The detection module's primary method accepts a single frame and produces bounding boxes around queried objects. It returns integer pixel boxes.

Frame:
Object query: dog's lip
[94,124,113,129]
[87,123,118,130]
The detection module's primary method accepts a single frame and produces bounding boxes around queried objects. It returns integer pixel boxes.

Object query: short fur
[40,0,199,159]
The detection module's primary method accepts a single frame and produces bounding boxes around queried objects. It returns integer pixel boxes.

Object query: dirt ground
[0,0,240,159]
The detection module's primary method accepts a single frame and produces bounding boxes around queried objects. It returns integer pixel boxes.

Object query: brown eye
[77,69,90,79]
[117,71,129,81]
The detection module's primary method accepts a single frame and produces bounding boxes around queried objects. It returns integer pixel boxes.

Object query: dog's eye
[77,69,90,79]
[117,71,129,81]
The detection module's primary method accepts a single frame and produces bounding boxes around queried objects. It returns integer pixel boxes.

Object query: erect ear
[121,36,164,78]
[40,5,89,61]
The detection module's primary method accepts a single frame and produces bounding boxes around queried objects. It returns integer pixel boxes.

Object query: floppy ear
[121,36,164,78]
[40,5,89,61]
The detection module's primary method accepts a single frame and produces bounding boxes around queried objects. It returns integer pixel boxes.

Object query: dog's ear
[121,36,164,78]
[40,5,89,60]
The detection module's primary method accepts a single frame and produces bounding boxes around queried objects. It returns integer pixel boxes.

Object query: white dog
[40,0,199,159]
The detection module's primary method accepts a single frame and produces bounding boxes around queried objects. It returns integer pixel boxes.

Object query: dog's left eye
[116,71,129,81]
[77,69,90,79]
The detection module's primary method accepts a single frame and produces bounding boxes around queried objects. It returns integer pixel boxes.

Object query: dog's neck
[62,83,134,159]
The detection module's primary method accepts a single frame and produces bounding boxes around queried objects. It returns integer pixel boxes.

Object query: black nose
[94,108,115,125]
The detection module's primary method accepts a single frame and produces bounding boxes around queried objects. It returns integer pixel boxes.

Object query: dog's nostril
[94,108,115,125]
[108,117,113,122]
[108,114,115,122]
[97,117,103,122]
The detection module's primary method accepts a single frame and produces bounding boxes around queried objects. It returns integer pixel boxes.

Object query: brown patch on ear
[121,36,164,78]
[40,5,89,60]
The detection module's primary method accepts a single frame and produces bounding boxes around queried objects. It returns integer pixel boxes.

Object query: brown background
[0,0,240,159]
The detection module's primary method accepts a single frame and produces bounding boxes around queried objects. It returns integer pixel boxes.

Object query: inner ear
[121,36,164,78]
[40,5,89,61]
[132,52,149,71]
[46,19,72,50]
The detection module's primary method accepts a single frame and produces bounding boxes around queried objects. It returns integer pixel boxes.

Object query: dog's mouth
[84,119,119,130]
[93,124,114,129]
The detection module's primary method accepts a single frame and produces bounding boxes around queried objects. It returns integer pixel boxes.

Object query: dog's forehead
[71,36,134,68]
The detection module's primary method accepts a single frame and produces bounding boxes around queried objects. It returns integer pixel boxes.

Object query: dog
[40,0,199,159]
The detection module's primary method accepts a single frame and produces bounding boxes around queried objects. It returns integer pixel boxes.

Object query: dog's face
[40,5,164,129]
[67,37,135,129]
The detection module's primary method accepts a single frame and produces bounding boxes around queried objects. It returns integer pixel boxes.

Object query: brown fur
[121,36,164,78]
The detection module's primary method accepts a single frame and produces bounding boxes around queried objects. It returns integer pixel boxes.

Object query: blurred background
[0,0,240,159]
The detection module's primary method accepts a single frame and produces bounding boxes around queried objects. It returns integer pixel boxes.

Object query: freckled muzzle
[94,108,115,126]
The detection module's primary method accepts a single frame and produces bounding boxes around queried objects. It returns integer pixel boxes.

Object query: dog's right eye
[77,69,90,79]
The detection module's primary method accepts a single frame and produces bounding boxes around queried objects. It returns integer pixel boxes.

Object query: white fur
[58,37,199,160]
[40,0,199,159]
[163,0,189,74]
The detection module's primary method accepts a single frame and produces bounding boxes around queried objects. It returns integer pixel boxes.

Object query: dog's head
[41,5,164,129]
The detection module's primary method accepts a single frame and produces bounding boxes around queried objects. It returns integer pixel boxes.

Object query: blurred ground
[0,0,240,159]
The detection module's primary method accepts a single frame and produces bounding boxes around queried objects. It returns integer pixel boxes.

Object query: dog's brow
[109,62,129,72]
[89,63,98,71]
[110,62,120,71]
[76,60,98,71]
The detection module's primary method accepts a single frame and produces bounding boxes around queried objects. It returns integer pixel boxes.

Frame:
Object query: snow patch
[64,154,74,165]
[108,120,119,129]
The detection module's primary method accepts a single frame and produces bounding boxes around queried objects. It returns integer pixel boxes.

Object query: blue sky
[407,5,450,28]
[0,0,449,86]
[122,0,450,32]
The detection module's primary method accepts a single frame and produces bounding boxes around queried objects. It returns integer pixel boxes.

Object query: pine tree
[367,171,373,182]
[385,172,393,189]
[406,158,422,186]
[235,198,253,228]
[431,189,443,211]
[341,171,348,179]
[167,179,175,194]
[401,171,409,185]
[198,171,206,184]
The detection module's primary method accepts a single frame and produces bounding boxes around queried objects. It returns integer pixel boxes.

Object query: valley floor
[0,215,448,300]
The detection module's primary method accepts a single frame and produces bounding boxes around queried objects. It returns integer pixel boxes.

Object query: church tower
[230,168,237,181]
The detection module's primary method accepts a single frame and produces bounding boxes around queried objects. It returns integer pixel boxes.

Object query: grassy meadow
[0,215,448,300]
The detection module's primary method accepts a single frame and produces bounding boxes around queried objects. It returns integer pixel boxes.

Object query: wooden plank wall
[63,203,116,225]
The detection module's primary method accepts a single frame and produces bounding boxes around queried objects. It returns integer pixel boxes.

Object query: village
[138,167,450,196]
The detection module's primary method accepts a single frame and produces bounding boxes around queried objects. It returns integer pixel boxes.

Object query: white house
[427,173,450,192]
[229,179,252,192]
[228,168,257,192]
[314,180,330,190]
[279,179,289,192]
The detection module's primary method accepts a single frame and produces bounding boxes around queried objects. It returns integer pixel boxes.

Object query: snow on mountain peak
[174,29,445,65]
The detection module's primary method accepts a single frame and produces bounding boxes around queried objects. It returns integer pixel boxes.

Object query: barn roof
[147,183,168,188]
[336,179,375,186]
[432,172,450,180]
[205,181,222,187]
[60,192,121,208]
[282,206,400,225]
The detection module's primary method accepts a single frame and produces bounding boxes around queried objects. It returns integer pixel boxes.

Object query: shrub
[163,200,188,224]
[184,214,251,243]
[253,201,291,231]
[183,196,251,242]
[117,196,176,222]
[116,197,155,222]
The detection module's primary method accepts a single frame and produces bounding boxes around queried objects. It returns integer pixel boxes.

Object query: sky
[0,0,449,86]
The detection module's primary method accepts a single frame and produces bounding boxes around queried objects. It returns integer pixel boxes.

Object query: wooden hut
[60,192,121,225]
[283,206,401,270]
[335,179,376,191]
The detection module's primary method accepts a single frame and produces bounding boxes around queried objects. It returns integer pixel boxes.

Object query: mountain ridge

Work to complete: What is needed here is every record above, repeated exactly.

Solution for this task:
The detection module's primary method accepts a single frame and produces bounding boxes around queried objects. It returns integer pixel boxes.

Frame:
Object query: dog's lip
[94,124,113,129]
[87,123,118,130]
The detection module's primary method accepts a single frame and produces bounding boxes around queried objects. It returns integer pixel boxes.

Object query: short fur
[40,0,199,159]
The detection module's primary method accepts a single frame and produces bounding boxes around queried objects. It returns integer pixel boxes.

Object query: dirt ground
[0,0,240,159]
The detection module's primary method accepts a single frame and produces bounding boxes around queried objects. It returns integer pixel boxes.

Object query: brown eye
[77,69,90,79]
[117,71,129,81]
The detection module's primary method accepts a single frame and produces bounding boxes around queried objects. It returns integer pixel boxes.

Object query: dog's eye
[77,69,90,79]
[117,71,129,81]
The detection module's primary method accepts a single frame and produces bounding boxes around queried objects. It returns integer pixel boxes.

Object query: erect ear
[121,36,164,78]
[40,5,89,61]
The detection module's primary method accepts a single frame and produces bounding boxes around queried objects. It returns integer pixel boxes.

Object query: floppy ear
[121,36,164,78]
[40,5,89,61]
The detection module's primary method accepts a single frame and produces bounding boxes around queried objects. It returns integer pixel boxes.

Object query: dog's ear
[121,36,164,78]
[40,5,89,60]
The detection module's primary method accepts a single frame and produces bounding boxes around queried objects. It returns integer pixel boxes.

Object query: white dog
[40,0,199,159]
The detection module's primary method accepts a single frame and produces bounding boxes around queried objects. It returns integer pixel boxes.

Object query: dog's left eye
[116,71,129,81]
[77,69,90,79]
The detection module's primary method accepts a single frame and produces bounding boxes around queried objects. It returns integer pixel boxes.

Object query: dog's neck
[62,83,134,159]
The detection module's primary method accepts a single frame and produces bounding boxes around queried objects. It returns integer pixel boxes.

Object query: black nose
[94,108,115,125]
The detection module's primary method accepts a single frame and produces bounding boxes around queried objects. It returns integer pixel boxes.

Object query: dog's nostril
[94,108,115,125]
[108,117,113,122]
[108,114,115,122]
[97,117,103,122]
The detection module's primary method accepts a single frame and produces bounding boxes around queried objects. It returns integer pixel boxes.

Object query: brown patch on ear
[121,36,164,78]
[40,5,89,60]
The detection module's primary method accepts a single frame and produces bounding boxes around queried objects. It returns integer pixel boxes.

Object query: brown background
[0,0,240,159]
The detection module's primary method accepts a single frame and produces bounding boxes around queried objects. It returns integer pixel boxes.

Object query: inner ear
[121,36,164,78]
[40,5,89,61]
[132,52,149,71]
[46,19,72,50]
The detection module's primary method accepts a single frame and produces bounding boxes around queried objects. It returns integer pixel boxes.

Object query: dog's mouth
[84,119,119,130]
[93,124,114,129]
The detection module's primary method accepts a single frame and produces bounding boxes around queried objects. It returns integer pixel boxes.

Object query: dog's forehead
[71,36,134,68]
The detection module's primary method accepts a single frame and produces bounding boxes around queried objects. It returns integer pixel boxes.

Object query: dog
[40,0,199,159]
The detection module's primary method accepts a single frame and produces bounding boxes around queried objects. It returns integer pixel boxes.

Object query: dog's face
[40,5,164,129]
[67,37,135,129]
The detection module's primary method accepts a single frame and produces bounding boxes around queried objects. It returns integer pixel boxes.

Object query: brown fur
[121,36,164,78]
The detection module's primary method accepts a single frame and produces bounding boxes around queried objects. It returns integer pixel boxes.

Object query: blurred background
[0,0,240,159]
The detection module's primary method accepts a single frame and produces bounding boxes around queried objects. It returns integer pixel boxes.

Object query: freckled muzzle
[94,108,115,126]
The detection module's primary method accepts a single frame and produces bounding boxes around queried objects. It returns integer pixel boxes.

Object query: dog's right eye
[77,69,90,79]
The detection module's primary method accepts a single frame and produces bounding boxes around queried objects. It returns integer pixel boxes.

Object query: white fur
[58,37,199,160]
[40,0,199,159]
[163,0,189,74]
The detection module's primary method accepts a single frame and produces bounding boxes around queried objects. It returns integer pixel boxes.

Object query: dog's head
[41,5,164,129]
The detection module's primary method accepts a single frame and produces bounding boxes around queried objects. It returns integer pixel boxes.

Object query: blurred ground
[0,0,240,159]
The detection module's primary method accepts a single frame and produces bounding boxes around queried objects. It returns integer pixel boxes.

Object query: dog's brow
[109,62,129,72]
[89,63,98,71]
[110,62,120,71]
[76,60,98,71]
The detection module's primary method accepts a single frame and produces bounding boxes around queried objects. It returns integer pixel boxes.

Frame:
Object query: snow patch
[64,154,74,165]
[108,120,119,129]
The detection module's primary method accepts a single frame and produces bounding boxes around queried objects. It returns integer pixel boxes.

Object query: blue sky
[407,5,450,28]
[0,0,449,86]
[122,0,450,32]
The detection module's primary method accepts a single frame and produces bounding boxes around queried objects. It returns integer pixel boxes.

Object query: pine tree
[367,171,373,182]
[385,172,393,189]
[406,158,422,186]
[235,198,253,228]
[431,189,443,211]
[341,171,348,179]
[167,179,175,194]
[401,171,409,185]
[198,171,206,184]
The detection module's primary method accepts a single frame and produces bounding boxes around queried objects. It returns integer pixel boxes.

Object query: valley floor
[0,215,448,300]
The detection module's primary method accepts a single frame and produces bounding boxes around queried objects. It returns integer pixel boxes.

Object query: church tower
[230,168,237,181]
The detection module's primary method accepts a single frame and produces bounding boxes around queried objects. It returns integer pixel boxes.

Object query: grassy meadow
[0,215,448,300]
The detection module's primary method accepts a single frame and produces bounding boxes around queried objects. It returns integer pixel boxes.

Object query: wooden plank wall
[63,203,116,225]
The detection module's primary method accepts a single frame and produces bounding boxes around queried objects. It returns integer pixel boxes.

Object query: village
[138,167,450,196]
The detection module's primary method accepts a single frame and produces bounding boxes around queried objects. It returns integer pixel boxes.

Object query: white house
[427,173,450,192]
[229,179,252,192]
[228,168,257,192]
[314,180,330,190]
[279,179,289,192]
The detection module's primary method accepts a single frame and produces bounding boxes around queried objects. It returns integer pixel boxes.

Object query: snow on mountain peak
[174,29,445,65]
The detection module's primary method accepts a single frame and produces bounding boxes around queried objects. It returns integer pixel boxes.

Object query: barn roof
[147,183,168,188]
[336,179,375,186]
[432,172,450,180]
[205,181,222,187]
[60,192,121,208]
[282,206,400,225]
The detection module's primary method accepts a single frame and produces bounding boxes around queried objects. It returns integer pixel boxes.

Object query: shrub
[163,200,188,224]
[184,214,251,243]
[253,201,291,231]
[183,196,251,242]
[117,196,176,222]
[116,197,155,222]
The detection module's primary method accepts a single frame and produces bounding boxes around queried objects. It returns integer pixel boxes.

Object query: sky
[0,0,449,86]
The detection module's primary method accepts a single frame and produces bounding boxes around queried objects. It returns integer pixel boxes.

Object query: wooden hut
[60,192,121,225]
[283,206,401,270]
[335,179,376,191]
The detection module's primary method accepts a single frame and produces bounding boxes around queried objects. It returns integer pixel boxes.

Object query: mountain ridge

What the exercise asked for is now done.